-- What you are asked to do --
Exactly reproduce each record listed below.

#####

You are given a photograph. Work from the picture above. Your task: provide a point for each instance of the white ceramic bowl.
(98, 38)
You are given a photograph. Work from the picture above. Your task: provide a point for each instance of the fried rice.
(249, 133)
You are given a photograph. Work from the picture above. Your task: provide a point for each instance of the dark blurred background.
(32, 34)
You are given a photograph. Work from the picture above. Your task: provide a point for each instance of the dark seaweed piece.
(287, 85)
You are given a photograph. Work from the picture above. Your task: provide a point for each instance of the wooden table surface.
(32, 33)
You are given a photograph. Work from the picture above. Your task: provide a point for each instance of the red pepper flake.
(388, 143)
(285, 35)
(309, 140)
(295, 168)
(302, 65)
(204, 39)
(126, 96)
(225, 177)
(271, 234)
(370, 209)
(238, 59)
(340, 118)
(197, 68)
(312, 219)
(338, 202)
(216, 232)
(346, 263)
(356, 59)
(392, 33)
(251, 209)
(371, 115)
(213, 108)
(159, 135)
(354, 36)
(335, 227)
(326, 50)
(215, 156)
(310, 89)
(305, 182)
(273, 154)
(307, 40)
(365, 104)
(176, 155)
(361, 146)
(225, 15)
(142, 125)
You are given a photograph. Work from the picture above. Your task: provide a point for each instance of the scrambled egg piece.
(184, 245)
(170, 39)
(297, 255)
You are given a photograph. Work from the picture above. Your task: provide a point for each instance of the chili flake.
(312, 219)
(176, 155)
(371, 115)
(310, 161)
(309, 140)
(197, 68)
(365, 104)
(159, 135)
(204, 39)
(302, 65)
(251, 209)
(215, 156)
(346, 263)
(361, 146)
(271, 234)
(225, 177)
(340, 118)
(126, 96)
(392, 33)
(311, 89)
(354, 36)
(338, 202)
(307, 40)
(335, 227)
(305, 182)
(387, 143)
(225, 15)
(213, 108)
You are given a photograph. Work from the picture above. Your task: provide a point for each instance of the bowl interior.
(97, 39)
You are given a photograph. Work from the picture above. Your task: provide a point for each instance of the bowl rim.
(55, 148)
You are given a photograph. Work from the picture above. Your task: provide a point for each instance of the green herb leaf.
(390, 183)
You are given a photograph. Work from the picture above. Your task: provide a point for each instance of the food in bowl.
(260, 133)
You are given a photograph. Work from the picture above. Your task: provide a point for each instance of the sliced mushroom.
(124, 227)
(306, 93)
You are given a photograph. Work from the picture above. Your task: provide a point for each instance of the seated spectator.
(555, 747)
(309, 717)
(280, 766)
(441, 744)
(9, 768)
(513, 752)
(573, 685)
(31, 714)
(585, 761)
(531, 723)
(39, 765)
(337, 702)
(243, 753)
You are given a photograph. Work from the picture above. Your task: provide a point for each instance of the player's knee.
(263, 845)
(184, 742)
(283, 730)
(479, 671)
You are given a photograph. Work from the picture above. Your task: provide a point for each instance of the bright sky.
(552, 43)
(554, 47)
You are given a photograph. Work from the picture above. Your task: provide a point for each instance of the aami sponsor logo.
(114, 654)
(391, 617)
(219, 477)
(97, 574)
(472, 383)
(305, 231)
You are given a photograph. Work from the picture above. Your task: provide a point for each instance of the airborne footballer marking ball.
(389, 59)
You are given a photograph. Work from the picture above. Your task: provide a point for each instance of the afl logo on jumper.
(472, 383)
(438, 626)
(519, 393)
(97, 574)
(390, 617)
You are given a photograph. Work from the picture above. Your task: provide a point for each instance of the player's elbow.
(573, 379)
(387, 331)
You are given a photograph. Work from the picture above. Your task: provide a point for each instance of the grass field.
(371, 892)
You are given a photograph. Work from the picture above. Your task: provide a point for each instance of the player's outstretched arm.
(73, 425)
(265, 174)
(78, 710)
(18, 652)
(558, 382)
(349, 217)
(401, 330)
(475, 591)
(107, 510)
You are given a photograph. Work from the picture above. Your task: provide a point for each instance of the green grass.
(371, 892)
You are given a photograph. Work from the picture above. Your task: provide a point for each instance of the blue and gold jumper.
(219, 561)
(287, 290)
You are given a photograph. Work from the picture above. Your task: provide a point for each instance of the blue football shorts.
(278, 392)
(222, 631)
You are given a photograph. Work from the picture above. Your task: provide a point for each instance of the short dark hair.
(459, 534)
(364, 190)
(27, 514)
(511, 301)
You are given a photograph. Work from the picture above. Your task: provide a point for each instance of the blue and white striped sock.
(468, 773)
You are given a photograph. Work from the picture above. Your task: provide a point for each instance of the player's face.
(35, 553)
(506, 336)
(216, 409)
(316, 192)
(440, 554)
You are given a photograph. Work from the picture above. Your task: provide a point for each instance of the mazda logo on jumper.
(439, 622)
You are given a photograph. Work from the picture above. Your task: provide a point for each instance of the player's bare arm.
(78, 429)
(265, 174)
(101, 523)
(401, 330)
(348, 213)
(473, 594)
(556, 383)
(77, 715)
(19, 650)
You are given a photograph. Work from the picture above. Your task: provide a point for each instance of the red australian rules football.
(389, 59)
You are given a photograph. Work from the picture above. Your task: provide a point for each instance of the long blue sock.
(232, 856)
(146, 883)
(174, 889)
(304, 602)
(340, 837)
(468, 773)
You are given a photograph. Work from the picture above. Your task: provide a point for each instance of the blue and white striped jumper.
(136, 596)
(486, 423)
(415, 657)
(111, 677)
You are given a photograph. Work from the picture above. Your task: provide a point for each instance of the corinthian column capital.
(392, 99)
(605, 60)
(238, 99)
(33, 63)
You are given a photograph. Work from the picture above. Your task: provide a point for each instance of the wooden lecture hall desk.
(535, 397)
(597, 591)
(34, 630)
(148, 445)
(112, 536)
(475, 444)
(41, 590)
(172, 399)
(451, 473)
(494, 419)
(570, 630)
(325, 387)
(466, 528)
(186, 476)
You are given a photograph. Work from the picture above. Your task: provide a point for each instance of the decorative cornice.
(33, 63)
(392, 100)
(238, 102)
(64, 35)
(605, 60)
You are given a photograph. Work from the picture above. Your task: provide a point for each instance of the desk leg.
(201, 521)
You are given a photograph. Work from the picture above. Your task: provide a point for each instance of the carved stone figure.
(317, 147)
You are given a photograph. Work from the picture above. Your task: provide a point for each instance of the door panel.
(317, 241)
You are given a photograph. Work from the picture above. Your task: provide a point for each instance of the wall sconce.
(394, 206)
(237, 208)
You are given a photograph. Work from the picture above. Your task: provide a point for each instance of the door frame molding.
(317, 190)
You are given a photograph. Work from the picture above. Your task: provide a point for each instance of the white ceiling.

#####

-- In response --
You are given a photograph. Work from the picture above. Your task: provide a point for each instance of the white ceramic bowl.
(98, 38)
You are given a photograph. Work from the picture above. Your task: provide a point for each instance of the fried rice.
(249, 133)
You are given a photograph. Work from the picture above. Your task: provide a point for each instance of the dark blurred background.
(32, 34)
You are given a photograph. Work from the picture above. Your task: provide a point for each instance of the dark seaweed piece.
(287, 85)
You are given a photograph. Work from the picture above. Your task: provide a point for each instance of the wooden table surface.
(32, 33)
You are given a photograph. Work from the picture above. Your task: provide a point for each instance of the red pepper flake.
(388, 143)
(285, 35)
(309, 140)
(295, 168)
(302, 65)
(204, 39)
(126, 96)
(225, 177)
(271, 234)
(370, 209)
(238, 59)
(340, 118)
(197, 68)
(312, 219)
(338, 202)
(216, 232)
(346, 263)
(356, 59)
(392, 33)
(251, 209)
(371, 115)
(213, 108)
(159, 135)
(354, 36)
(335, 227)
(326, 50)
(215, 156)
(310, 89)
(305, 182)
(273, 154)
(307, 40)
(365, 104)
(176, 155)
(361, 146)
(225, 15)
(142, 125)
You are given a photograph. Work from the picture above. Your task: provide a point for each instance of the scrambled egg piece.
(184, 245)
(170, 39)
(297, 255)
You are given a photograph. Work from the picture above. Your task: provide a point for each instance of the chili flake.
(312, 219)
(176, 155)
(371, 115)
(310, 161)
(309, 140)
(197, 68)
(365, 104)
(159, 135)
(204, 39)
(302, 65)
(251, 209)
(215, 156)
(346, 263)
(361, 146)
(271, 234)
(225, 177)
(340, 118)
(126, 96)
(392, 33)
(311, 89)
(354, 36)
(338, 202)
(307, 40)
(335, 227)
(305, 182)
(387, 143)
(225, 15)
(213, 108)
You are given a photograph. Work from the picture above. Your task: provide a point for each instance of the bowl interior.
(97, 39)
You are given a photograph. Work from the picture above. Your task: provide a point for each instance of the bowl rim.
(55, 148)
You are given a photograph. Work from the picture above. Your task: provide a point for each instance of the green herb leaf.
(390, 183)
You are given a photograph. Work from the picture above. Your task: provide a point for each instance of the food in bowl.
(260, 133)
You are given a photograph. Work from the picture above. Your task: provide a point for each instance of the sliced mushroom.
(124, 227)
(306, 93)
You are given a photograph. Work from the picture above. Your task: provide a point for each instance of the seated spectator.
(555, 747)
(309, 717)
(280, 766)
(441, 744)
(9, 768)
(513, 752)
(573, 685)
(31, 714)
(585, 761)
(531, 723)
(39, 765)
(337, 702)
(243, 753)
You are given a photograph. Work from the picture above. Your task: provide a point for each instance of the player's knee.
(263, 845)
(184, 742)
(283, 730)
(479, 671)
You are given a photograph. Work from the picture above. Your task: provide a point for each instance of the bright sky.
(552, 43)
(554, 47)
You are given a photograph. Work from the picture above. Your task: provide a point for each instance of the aami sponsor logo.
(114, 654)
(391, 617)
(219, 477)
(97, 574)
(472, 383)
(305, 231)
You are given a photograph. Work from the picture above. Your task: provide a point for each instance of the airborne footballer marking ball.
(389, 59)
You are given a photograph. Work from the picture above. Your task: provide a point for each instance of the afl logo on jumper.
(472, 383)
(438, 626)
(519, 393)
(97, 574)
(390, 617)
You are given a photograph. Work from the picture above. Your task: provide a point for each instance of the player's elbow.
(573, 379)
(387, 331)
You are given a photograph. Work from the picture above. Your task: provide a point for each instance of the grass field.
(371, 892)
You are given a photograph. Work from the picture above. Your task: provide a point for each instance of the player's outstretched arm.
(73, 425)
(265, 174)
(78, 710)
(18, 652)
(558, 382)
(349, 217)
(401, 330)
(475, 591)
(107, 510)
You are given a photograph. Work from the picture above. Your task: provide a point for each instance of the green grass.
(371, 892)
You are given a photograph. Work from the picture above. Your task: provide a point for each instance of the blue and gold jumper.
(219, 561)
(287, 290)
You are given a photograph. Work from the picture above. Your task: provide a point for each instance of the blue football shorts.
(278, 392)
(222, 631)
You are given a photograph. Work from the picture above. Your task: provide a point for each instance of the short dark hair.
(459, 534)
(364, 190)
(27, 514)
(511, 301)
You are given a photograph. Work from the picture above. Your task: provide a point for each instance of the blue and white striped sock.
(468, 773)
You are given a photograph. Work from the picture above. Your task: provide a point for each instance of the player's face.
(35, 553)
(506, 336)
(216, 409)
(316, 192)
(440, 554)
You are given a photograph. Work from the picture above. Your task: provide a point for each instance of the mazda logo on jumper.
(439, 622)
You are given a photograph. Work from the picture above. Your task: provide a point for each instance of the player's bare arm.
(78, 429)
(265, 174)
(101, 523)
(401, 330)
(348, 213)
(473, 594)
(556, 383)
(77, 715)
(19, 650)
You are given a photograph. Work from the picture above. Your task: provide a point for each instance of the red australian rules football.
(389, 59)
You are given a photograph. Work from the picture above. Your task: provide a point for each instance of the long blue sock.
(232, 856)
(146, 883)
(174, 889)
(304, 602)
(340, 837)
(468, 773)
You are given a photograph. Work from the picture above. Your task: provide a point for each instance of the blue and white striped jumper.
(136, 596)
(486, 423)
(415, 657)
(111, 677)
You are given a photograph. Work from the picture above. Your task: provide a point for each instance of the corinthian column capital.
(392, 99)
(605, 60)
(238, 99)
(33, 63)
You are given a photograph. Work from the picture above. Your task: provide a point for each instance of the wooden lecture hall desk.
(535, 397)
(597, 591)
(34, 630)
(148, 445)
(112, 536)
(475, 444)
(41, 590)
(172, 399)
(451, 473)
(494, 419)
(570, 630)
(325, 387)
(466, 528)
(186, 476)
You are given a photograph. Work from the picture above. Your task: provide a point for each instance of the decorative cornice.
(33, 63)
(392, 100)
(238, 102)
(64, 35)
(605, 60)
You are given a photograph. Work from the picture above. Your task: provide a point for each instance of the desk leg.
(201, 521)
You are given a photograph. Work from the picture above. Your task: provide a point for each instance of the carved stone figure.
(317, 147)
You are given a photograph. Work from the picture above. Your task: provide a point for each instance of the door panel.
(317, 241)
You are given a photograph. Work from the picture above. Your task: provide a point for each instance of the wall sconce.
(394, 206)
(237, 208)
You are given a photograph. Work from the picture above. Your task: provide a point for each instance of the door frame molding.
(317, 190)
You are given a photograph. Work from the picture above. Your task: provide a point for each instance of the white ceiling.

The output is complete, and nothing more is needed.